### DATASET RECORDS
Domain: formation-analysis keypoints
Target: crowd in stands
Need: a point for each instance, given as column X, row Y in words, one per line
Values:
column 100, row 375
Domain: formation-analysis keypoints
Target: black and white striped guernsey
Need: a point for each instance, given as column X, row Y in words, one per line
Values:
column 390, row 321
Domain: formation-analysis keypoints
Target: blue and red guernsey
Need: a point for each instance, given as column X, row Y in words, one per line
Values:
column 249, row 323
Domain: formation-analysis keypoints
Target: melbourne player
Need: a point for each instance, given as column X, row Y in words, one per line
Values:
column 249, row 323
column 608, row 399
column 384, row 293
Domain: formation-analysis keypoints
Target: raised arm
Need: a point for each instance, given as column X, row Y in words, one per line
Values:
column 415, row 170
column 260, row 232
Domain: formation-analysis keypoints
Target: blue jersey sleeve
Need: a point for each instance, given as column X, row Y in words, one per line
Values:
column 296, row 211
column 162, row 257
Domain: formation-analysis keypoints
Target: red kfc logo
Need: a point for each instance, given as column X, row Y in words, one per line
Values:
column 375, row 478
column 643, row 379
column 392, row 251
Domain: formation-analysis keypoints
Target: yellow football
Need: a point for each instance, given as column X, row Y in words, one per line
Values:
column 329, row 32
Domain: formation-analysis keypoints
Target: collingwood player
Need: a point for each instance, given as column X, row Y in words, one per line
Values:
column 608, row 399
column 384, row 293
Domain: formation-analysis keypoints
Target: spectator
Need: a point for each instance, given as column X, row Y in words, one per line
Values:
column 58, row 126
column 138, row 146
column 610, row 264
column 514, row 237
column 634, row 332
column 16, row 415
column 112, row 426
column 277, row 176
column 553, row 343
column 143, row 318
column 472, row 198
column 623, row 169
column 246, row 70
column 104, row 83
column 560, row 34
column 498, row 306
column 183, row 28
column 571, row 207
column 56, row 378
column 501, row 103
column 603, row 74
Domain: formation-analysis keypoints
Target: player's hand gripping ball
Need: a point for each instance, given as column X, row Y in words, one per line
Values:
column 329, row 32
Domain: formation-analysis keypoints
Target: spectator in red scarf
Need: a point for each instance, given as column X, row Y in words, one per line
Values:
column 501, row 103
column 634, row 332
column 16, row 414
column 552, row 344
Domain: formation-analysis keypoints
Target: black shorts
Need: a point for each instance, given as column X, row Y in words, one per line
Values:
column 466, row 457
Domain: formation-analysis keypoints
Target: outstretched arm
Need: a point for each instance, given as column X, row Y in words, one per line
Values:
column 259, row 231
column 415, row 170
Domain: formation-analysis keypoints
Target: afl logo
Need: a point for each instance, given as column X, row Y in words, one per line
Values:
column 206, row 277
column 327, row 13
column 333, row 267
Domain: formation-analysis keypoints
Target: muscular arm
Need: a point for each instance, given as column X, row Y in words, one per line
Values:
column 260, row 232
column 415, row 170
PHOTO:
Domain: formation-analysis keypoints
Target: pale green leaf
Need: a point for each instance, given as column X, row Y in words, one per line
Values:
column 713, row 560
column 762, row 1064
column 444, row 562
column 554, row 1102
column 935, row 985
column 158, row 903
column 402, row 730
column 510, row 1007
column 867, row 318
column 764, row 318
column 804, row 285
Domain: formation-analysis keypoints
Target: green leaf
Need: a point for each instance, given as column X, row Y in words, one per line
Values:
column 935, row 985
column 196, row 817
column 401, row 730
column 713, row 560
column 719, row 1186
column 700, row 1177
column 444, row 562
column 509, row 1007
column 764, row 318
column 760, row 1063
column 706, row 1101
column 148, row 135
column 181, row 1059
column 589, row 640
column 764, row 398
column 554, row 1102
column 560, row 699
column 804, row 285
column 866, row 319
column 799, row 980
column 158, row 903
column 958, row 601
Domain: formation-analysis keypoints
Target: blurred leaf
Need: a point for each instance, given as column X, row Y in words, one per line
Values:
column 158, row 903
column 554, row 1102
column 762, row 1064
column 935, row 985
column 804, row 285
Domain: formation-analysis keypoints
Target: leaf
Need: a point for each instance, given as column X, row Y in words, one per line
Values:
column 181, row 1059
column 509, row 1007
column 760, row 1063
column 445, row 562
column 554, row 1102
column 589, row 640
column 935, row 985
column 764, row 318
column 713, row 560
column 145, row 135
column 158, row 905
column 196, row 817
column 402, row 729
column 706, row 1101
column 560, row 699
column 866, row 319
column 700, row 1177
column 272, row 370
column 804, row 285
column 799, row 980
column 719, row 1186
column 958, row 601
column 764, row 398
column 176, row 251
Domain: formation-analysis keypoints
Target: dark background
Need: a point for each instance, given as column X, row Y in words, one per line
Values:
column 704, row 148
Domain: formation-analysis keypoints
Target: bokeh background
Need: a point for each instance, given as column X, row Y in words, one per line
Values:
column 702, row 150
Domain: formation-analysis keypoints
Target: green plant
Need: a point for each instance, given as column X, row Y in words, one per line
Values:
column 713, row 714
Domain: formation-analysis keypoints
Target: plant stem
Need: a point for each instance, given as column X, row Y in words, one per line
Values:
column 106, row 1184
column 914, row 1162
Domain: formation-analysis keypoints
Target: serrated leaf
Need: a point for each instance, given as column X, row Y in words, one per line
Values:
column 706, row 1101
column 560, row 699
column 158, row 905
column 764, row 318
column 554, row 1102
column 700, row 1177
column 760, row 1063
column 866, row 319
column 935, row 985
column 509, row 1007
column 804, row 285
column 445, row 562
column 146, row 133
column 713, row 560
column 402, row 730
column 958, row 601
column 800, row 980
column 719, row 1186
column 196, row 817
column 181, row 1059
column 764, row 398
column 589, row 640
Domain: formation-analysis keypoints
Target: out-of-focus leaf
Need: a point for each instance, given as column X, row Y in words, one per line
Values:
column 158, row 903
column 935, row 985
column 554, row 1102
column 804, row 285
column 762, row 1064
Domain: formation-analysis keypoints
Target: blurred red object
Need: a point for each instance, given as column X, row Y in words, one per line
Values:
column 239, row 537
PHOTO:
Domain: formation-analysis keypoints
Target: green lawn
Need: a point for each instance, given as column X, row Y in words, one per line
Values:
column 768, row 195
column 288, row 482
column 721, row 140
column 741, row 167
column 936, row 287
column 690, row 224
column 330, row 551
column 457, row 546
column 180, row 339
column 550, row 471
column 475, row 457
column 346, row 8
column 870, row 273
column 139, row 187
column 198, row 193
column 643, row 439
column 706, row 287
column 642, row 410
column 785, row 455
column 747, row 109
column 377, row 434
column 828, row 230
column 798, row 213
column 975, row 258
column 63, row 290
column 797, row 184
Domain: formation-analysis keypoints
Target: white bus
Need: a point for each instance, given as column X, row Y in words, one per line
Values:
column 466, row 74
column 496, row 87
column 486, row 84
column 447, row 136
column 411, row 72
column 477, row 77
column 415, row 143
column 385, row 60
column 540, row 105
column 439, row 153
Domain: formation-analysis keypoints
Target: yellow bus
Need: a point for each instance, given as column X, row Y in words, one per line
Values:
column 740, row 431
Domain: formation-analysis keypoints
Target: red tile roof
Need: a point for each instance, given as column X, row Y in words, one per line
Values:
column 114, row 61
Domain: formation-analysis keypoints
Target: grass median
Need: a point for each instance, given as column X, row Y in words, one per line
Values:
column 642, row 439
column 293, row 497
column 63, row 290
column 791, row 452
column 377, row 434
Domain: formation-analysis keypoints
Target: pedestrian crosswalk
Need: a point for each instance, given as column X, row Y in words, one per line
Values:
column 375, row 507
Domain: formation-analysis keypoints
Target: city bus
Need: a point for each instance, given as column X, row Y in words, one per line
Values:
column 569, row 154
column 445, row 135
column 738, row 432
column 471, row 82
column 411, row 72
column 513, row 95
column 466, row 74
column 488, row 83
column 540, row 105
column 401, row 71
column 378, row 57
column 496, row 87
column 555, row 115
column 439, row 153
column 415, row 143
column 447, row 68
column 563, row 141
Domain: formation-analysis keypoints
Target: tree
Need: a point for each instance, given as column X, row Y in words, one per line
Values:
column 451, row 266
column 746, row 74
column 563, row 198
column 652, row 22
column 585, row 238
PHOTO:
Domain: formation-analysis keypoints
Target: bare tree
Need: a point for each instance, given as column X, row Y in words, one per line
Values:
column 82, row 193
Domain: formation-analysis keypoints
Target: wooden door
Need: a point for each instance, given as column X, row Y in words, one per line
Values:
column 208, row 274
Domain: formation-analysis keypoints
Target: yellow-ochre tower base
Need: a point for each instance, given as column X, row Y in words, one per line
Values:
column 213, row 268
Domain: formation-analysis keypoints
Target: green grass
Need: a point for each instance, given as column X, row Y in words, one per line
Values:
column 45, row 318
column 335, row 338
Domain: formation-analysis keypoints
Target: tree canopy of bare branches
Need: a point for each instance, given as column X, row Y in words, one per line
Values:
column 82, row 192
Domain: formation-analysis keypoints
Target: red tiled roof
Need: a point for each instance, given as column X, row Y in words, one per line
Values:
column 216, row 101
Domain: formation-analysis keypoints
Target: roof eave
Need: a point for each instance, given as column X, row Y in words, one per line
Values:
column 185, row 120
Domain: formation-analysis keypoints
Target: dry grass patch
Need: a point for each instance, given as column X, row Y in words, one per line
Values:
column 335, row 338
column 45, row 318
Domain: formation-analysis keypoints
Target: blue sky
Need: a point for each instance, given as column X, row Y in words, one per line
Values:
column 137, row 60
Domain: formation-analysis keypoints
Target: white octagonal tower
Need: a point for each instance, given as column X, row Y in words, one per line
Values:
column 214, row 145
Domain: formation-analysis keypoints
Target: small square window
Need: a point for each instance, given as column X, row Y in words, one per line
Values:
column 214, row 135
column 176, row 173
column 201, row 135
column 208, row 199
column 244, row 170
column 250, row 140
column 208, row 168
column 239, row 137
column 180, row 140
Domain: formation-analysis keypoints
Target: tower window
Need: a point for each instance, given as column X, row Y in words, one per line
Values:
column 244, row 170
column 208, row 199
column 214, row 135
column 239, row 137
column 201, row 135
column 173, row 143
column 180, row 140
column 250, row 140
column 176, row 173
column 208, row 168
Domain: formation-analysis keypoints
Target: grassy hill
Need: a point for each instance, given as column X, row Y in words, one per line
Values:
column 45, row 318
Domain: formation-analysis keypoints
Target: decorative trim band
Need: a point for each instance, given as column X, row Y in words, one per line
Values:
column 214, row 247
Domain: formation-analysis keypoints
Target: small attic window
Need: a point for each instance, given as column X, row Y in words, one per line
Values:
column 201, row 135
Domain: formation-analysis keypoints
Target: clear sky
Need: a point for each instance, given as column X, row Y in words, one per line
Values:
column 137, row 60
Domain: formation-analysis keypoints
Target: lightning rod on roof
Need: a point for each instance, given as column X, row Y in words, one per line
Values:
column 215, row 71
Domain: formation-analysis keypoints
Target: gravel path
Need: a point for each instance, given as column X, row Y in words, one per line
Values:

### PROBLEM TO SOLVE
Please pull out every line of the data that contains the string "small", and treat uppercase and lowercase as different.

### EXERCISE RESULT
Target: small square window
Target: small attic window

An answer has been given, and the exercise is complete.